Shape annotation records

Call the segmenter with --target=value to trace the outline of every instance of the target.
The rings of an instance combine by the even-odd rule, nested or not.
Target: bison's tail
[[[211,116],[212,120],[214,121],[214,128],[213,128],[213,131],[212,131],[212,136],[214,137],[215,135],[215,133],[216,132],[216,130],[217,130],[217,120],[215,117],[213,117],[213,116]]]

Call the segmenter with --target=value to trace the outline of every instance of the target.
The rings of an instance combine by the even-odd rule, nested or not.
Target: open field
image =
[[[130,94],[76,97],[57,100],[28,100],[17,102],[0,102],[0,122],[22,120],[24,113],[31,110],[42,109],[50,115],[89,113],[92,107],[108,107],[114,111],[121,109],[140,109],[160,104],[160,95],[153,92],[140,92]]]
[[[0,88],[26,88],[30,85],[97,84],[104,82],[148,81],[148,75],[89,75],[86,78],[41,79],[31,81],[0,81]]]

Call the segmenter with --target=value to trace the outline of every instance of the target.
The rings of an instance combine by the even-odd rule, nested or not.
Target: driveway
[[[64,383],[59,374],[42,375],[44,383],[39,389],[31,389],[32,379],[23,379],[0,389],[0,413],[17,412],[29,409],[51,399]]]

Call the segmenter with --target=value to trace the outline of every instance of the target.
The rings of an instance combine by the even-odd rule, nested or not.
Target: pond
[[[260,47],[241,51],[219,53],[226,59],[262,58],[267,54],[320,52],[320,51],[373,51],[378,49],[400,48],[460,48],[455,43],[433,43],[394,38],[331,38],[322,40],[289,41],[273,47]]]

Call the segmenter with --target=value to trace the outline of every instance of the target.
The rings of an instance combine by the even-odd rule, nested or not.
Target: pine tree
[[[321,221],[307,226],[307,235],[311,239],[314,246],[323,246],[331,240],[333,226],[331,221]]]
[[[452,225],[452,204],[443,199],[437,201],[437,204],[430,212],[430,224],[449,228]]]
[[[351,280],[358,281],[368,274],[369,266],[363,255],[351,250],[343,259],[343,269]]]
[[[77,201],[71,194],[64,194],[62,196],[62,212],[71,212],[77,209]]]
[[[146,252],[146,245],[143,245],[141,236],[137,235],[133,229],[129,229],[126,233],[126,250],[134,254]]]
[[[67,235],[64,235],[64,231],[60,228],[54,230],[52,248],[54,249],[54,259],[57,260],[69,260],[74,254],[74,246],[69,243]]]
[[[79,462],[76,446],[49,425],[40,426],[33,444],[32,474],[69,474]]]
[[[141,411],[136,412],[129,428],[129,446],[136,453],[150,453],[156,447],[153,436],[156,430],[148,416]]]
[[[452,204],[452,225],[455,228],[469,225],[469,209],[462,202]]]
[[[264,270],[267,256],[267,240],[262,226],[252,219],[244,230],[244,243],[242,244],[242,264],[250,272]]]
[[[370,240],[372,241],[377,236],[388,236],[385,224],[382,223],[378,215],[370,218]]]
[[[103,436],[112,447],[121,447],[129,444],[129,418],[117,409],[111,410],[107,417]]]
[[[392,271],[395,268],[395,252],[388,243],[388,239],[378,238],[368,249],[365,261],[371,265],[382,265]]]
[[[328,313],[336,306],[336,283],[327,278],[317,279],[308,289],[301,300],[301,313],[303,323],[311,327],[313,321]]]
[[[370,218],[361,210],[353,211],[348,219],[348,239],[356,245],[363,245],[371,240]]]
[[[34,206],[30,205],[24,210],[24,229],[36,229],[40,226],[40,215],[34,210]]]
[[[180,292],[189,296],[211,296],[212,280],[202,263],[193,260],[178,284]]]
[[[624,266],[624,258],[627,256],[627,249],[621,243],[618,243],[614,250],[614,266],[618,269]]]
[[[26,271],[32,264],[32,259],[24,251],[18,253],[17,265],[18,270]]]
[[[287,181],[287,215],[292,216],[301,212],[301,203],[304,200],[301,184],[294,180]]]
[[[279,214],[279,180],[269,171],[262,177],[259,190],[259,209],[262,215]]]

Your goal: Give every line of the records above as a Markdown table with the columns Row and Text. Number the lines in order and omit blank lines.

Exercise response:
| Row | Text |
|---|---|
| 1 | Call the segmenter with --target=value to trace the outline of every instance of the target. |
| 2 | The rings of an instance combine by the even-odd rule, nested or not. |
| 3 | Target: bison's tail |
| 4 | [[[211,116],[212,120],[214,121],[214,128],[213,128],[213,131],[212,131],[212,136],[214,137],[215,135],[215,133],[216,132],[216,130],[217,130],[217,120],[215,117],[213,117],[213,116]]] |
| 5 | Call the segmenter with --target=value to trace the outline of every instance of the target. |
| 6 | The rings of an instance combine by the even-odd rule, nested or not. |
| 7 | Target: open field |
| 8 | image = |
| 9 | [[[130,94],[76,97],[57,100],[28,100],[17,102],[0,102],[0,122],[22,120],[24,113],[31,110],[42,109],[50,115],[89,113],[92,107],[108,107],[114,111],[121,109],[140,109],[160,104],[160,95],[153,92],[140,92]]] |
| 10 | [[[0,88],[26,88],[30,85],[97,84],[104,82],[148,81],[148,75],[89,75],[86,78],[41,79],[31,81],[0,81]]] |
| 11 | Call the segmenter with --target=value to trace the outline of every instance of the target. |
| 12 | The rings of an instance combine by the even-odd rule, nested or not. |
| 13 | Target: driveway |
| 14 | [[[64,383],[59,374],[42,375],[44,383],[39,389],[31,389],[32,379],[23,379],[0,389],[0,413],[17,412],[29,409],[51,399]]] |
| 15 | Call the segmenter with --target=value to trace the outline of every instance of the target. |
| 16 | The rings of an instance combine by the even-odd rule, nested or not. |
| 17 | Target: pond |
| 18 | [[[260,47],[241,51],[219,53],[226,59],[262,58],[267,54],[320,52],[320,51],[373,51],[378,49],[400,48],[460,48],[455,43],[433,43],[394,38],[331,38],[322,40],[289,41],[273,47]]] |
| 19 | Call the segmenter with --target=value to trace the outline of every instance of the target. |
| 20 | The rings of an instance combine by the even-odd rule, nested or not. |
| 21 | Target: pine tree |
| 22 | [[[321,221],[307,226],[307,235],[311,239],[314,246],[323,246],[331,240],[333,226],[331,221]]] |
| 23 | [[[452,225],[452,204],[443,199],[437,201],[437,204],[430,212],[430,224],[449,228]]] |
| 24 | [[[351,280],[358,281],[368,274],[369,266],[363,255],[351,250],[343,259],[343,269]]] |
| 25 | [[[77,201],[71,194],[64,194],[62,196],[62,212],[71,212],[77,209]]] |
| 26 | [[[146,252],[146,245],[143,245],[141,236],[137,235],[133,229],[129,229],[126,233],[126,250],[134,254]]] |
| 27 | [[[67,235],[64,235],[64,231],[60,228],[54,230],[52,248],[54,249],[54,259],[57,260],[69,260],[74,254],[74,246],[69,243]]] |
| 28 | [[[79,462],[76,446],[49,425],[40,426],[33,444],[32,474],[69,474]]] |
| 29 | [[[141,411],[136,412],[129,428],[129,446],[136,453],[150,453],[156,447],[153,436],[156,430],[148,416]]] |
| 30 | [[[452,204],[452,225],[455,228],[469,225],[469,209],[462,202]]] |
| 31 | [[[264,270],[267,256],[267,240],[262,226],[252,219],[244,230],[244,243],[242,244],[242,264],[250,272]]] |
| 32 | [[[370,240],[372,241],[377,236],[388,236],[385,224],[382,223],[378,215],[370,218]]] |
| 33 | [[[103,436],[112,447],[121,447],[129,444],[129,418],[117,409],[111,410],[107,417]]] |
| 34 | [[[392,271],[395,268],[395,252],[388,243],[388,239],[378,238],[368,249],[365,261],[371,265],[382,265]]] |
| 35 | [[[328,313],[336,306],[336,283],[327,278],[317,279],[308,289],[301,300],[301,313],[303,323],[311,327],[313,321]]] |
| 36 | [[[370,218],[361,210],[353,211],[348,219],[348,239],[356,245],[363,245],[371,240]]] |
| 37 | [[[34,206],[30,205],[24,210],[24,229],[36,229],[40,226],[40,215],[34,210]]] |
| 38 | [[[180,292],[189,296],[211,296],[212,280],[202,263],[193,260],[178,284]]] |
| 39 | [[[624,266],[624,258],[627,256],[627,249],[621,243],[618,243],[614,250],[614,266],[618,269]]] |
| 40 | [[[26,271],[32,264],[32,259],[24,251],[18,253],[17,265],[18,270]]] |
| 41 | [[[287,181],[287,215],[292,216],[301,212],[301,203],[304,200],[301,184],[294,180]]] |
| 42 | [[[279,214],[279,180],[269,171],[262,177],[259,190],[259,209],[262,215]]] |